++++ LISTED RECORDS ++++
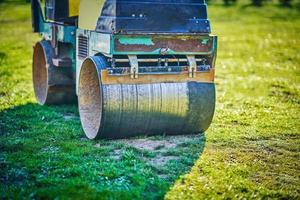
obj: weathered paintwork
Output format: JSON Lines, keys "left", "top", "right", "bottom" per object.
{"left": 75, "top": 30, "right": 217, "bottom": 93}
{"left": 113, "top": 35, "right": 217, "bottom": 55}
{"left": 77, "top": 30, "right": 217, "bottom": 55}
{"left": 100, "top": 69, "right": 214, "bottom": 85}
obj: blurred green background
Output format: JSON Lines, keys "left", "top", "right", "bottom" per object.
{"left": 0, "top": 0, "right": 299, "bottom": 199}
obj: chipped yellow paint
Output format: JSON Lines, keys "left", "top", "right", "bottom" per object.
{"left": 69, "top": 0, "right": 80, "bottom": 17}
{"left": 78, "top": 0, "right": 105, "bottom": 30}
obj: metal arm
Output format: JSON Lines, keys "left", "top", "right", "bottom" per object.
{"left": 30, "top": 0, "right": 44, "bottom": 32}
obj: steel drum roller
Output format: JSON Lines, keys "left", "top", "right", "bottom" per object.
{"left": 32, "top": 41, "right": 76, "bottom": 105}
{"left": 78, "top": 57, "right": 215, "bottom": 139}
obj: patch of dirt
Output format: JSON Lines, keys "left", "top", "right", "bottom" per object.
{"left": 125, "top": 139, "right": 176, "bottom": 151}
{"left": 167, "top": 135, "right": 200, "bottom": 144}
{"left": 157, "top": 174, "right": 169, "bottom": 179}
{"left": 111, "top": 149, "right": 122, "bottom": 160}
{"left": 80, "top": 137, "right": 88, "bottom": 141}
{"left": 122, "top": 135, "right": 202, "bottom": 167}
{"left": 149, "top": 155, "right": 178, "bottom": 167}
{"left": 94, "top": 143, "right": 101, "bottom": 148}
{"left": 63, "top": 114, "right": 79, "bottom": 121}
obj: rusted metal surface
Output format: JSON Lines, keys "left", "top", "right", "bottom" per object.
{"left": 114, "top": 35, "right": 214, "bottom": 53}
{"left": 110, "top": 58, "right": 203, "bottom": 63}
{"left": 100, "top": 69, "right": 214, "bottom": 85}
{"left": 32, "top": 41, "right": 76, "bottom": 105}
{"left": 78, "top": 57, "right": 215, "bottom": 139}
{"left": 106, "top": 65, "right": 211, "bottom": 75}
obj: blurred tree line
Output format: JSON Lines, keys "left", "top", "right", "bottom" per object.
{"left": 206, "top": 0, "right": 293, "bottom": 6}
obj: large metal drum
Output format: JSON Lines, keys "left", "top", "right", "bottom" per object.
{"left": 32, "top": 41, "right": 76, "bottom": 105}
{"left": 78, "top": 56, "right": 215, "bottom": 139}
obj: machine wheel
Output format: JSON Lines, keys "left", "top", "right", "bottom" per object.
{"left": 32, "top": 41, "right": 76, "bottom": 105}
{"left": 78, "top": 56, "right": 215, "bottom": 139}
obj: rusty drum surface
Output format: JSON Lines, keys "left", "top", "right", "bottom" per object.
{"left": 78, "top": 57, "right": 215, "bottom": 139}
{"left": 32, "top": 41, "right": 76, "bottom": 105}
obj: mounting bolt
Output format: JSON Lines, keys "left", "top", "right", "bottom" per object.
{"left": 160, "top": 47, "right": 169, "bottom": 55}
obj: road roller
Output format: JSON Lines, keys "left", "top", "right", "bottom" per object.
{"left": 31, "top": 0, "right": 217, "bottom": 139}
++++
## REQUIREMENT
The output has to match the data above line for line, except that pictures are dropped.

## TASK RESULT
obj: weathered paintwork
Output format: JSON Lines, keys "left", "top", "right", "bottom" per object.
{"left": 75, "top": 30, "right": 217, "bottom": 93}
{"left": 113, "top": 35, "right": 217, "bottom": 55}
{"left": 77, "top": 30, "right": 217, "bottom": 55}
{"left": 100, "top": 69, "right": 214, "bottom": 85}
obj: blurred green background
Output format: JSON Lines, keys "left", "top", "right", "bottom" per object.
{"left": 0, "top": 0, "right": 299, "bottom": 199}
obj: chipped yellow paint
Output format: JSON Lines, keys "left", "top", "right", "bottom" per object.
{"left": 69, "top": 0, "right": 80, "bottom": 17}
{"left": 78, "top": 0, "right": 105, "bottom": 30}
obj: metal arm
Output format: JSON Lines, keys "left", "top", "right", "bottom" per object.
{"left": 30, "top": 0, "right": 44, "bottom": 32}
obj: steel drum roller
Output format: JSON Lines, keys "left", "top", "right", "bottom" per object.
{"left": 32, "top": 41, "right": 76, "bottom": 105}
{"left": 78, "top": 57, "right": 215, "bottom": 139}
obj: patch of dirt
Output format: JSON Lines, keys "left", "top", "right", "bottom" per object.
{"left": 125, "top": 139, "right": 176, "bottom": 151}
{"left": 167, "top": 135, "right": 200, "bottom": 144}
{"left": 157, "top": 174, "right": 169, "bottom": 179}
{"left": 111, "top": 149, "right": 122, "bottom": 160}
{"left": 80, "top": 137, "right": 88, "bottom": 141}
{"left": 122, "top": 135, "right": 202, "bottom": 167}
{"left": 149, "top": 155, "right": 178, "bottom": 167}
{"left": 94, "top": 143, "right": 101, "bottom": 148}
{"left": 63, "top": 114, "right": 79, "bottom": 121}
obj: rusted metal surface
Output format: JSON Lines, keys "left", "top", "right", "bottom" per object.
{"left": 114, "top": 35, "right": 214, "bottom": 53}
{"left": 110, "top": 58, "right": 203, "bottom": 63}
{"left": 100, "top": 69, "right": 214, "bottom": 85}
{"left": 32, "top": 41, "right": 76, "bottom": 105}
{"left": 78, "top": 57, "right": 215, "bottom": 139}
{"left": 106, "top": 65, "right": 211, "bottom": 75}
obj: blurred tree line
Output format: JSON Lines, keys "left", "top", "right", "bottom" per object.
{"left": 206, "top": 0, "right": 293, "bottom": 6}
obj: large metal drum
Output format: JSON Lines, keys "left", "top", "right", "bottom" per object.
{"left": 32, "top": 41, "right": 76, "bottom": 105}
{"left": 78, "top": 56, "right": 215, "bottom": 139}
obj: machine wheel
Output format: JSON Lines, keys "left", "top", "right", "bottom" per object.
{"left": 32, "top": 41, "right": 76, "bottom": 105}
{"left": 78, "top": 56, "right": 215, "bottom": 139}
obj: rusty drum surface
Output format: JSON Lines, keys "left", "top", "right", "bottom" per object.
{"left": 78, "top": 57, "right": 215, "bottom": 139}
{"left": 32, "top": 41, "right": 76, "bottom": 105}
obj: mounting bolt
Output format: JSON Lines, keys "left", "top", "right", "bottom" per object.
{"left": 160, "top": 47, "right": 169, "bottom": 55}
obj: road roller
Output format: JSON Lines, keys "left", "top", "right", "bottom" per object.
{"left": 31, "top": 0, "right": 217, "bottom": 139}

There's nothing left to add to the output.